◆ Excerpted passage ◆
------------------------------------------------------------------------
HONG KONG – South Korean biotech Genexine Inc. licensed out three of its compounds for $100 million to a Chinese drug developer, exploring the Asian market for next-generation long-acting growth hormone treatments.
Clinical-stage Genexine (KOSDAQ:095700) signed a licensing and technology transfer agreement with China's Tasgen, a subsidiary of Tasly Pharmaceutical Group Co. Ltd. (SH:600535). Under the deal reached this week, Genexine will grant the China rights for three compounds, GX-H9, GX-G6 and GX-G3, to Tasgen in exchange for $20 million up front and up to $80 million in milestones.
Lead asset GX-H9 is targeted for the treatment of adult and pediatric growth hormone deficiency (AGHD and PGHD). Genexine said the market size for AGHD and PGHD is currently $4 billion globally and is expected grow to $5 billion by 2018 for current daily human growth hormone products.
"Once we develop weekly to potentially semi-monthly [dosing], we believe the market size will grow even further," Michael Keyoung, CEO and president of Genexine, told BioWorld Asia. "In China, we believe market size will further expand with more convenient dosing even if [it has the] same efficacy as daily."
Human growth hormone is a polypeptide hormone produced by the pituitary gland located in the lower part of the brain that promotes growth and development of the human body. It is mainly responsible for increasing height. Growth hormone deficiency can lead to dwarfism, delay in sexual maturity or growth delay. AGHD patients face not only mental illness but also physical threats such as reduction in muscle mass, increase in body fat, cholesterol level, higher cardiovascular disease rates and lower bone density.
GX-H9, currently co-developed with another Korean company, Handok Pharmaceuticals Co. Ltd., has been selected by the Korea Drug Development Fund program. Genexine is conducting a phase II trial in Europe and Korea, but the company plans to enter a global phase III trial in all major territories, including the U.S., by 2017 or 2018.
------------------------------------------------------------------------
(Collected data)
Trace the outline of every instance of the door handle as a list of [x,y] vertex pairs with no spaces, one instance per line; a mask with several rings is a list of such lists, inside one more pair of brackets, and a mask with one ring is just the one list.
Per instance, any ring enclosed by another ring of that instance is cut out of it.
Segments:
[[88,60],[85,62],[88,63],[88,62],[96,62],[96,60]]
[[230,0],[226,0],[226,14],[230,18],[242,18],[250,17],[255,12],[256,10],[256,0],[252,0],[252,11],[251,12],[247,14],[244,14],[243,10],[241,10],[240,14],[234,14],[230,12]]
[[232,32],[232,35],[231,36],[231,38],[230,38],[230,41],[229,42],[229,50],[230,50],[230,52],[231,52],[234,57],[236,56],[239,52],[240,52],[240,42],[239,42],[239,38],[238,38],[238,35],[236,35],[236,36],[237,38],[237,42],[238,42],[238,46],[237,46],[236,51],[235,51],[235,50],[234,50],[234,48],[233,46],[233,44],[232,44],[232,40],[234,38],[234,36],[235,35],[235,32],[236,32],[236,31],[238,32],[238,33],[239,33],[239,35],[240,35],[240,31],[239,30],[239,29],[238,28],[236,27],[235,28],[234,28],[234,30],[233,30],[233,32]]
------------------------------------------------------------------------
◆ Required action ◆
According to the article about Genexine's licensing deal, how much did Tasgen agree to pay up front?

◆ Response area ◆
$20 million.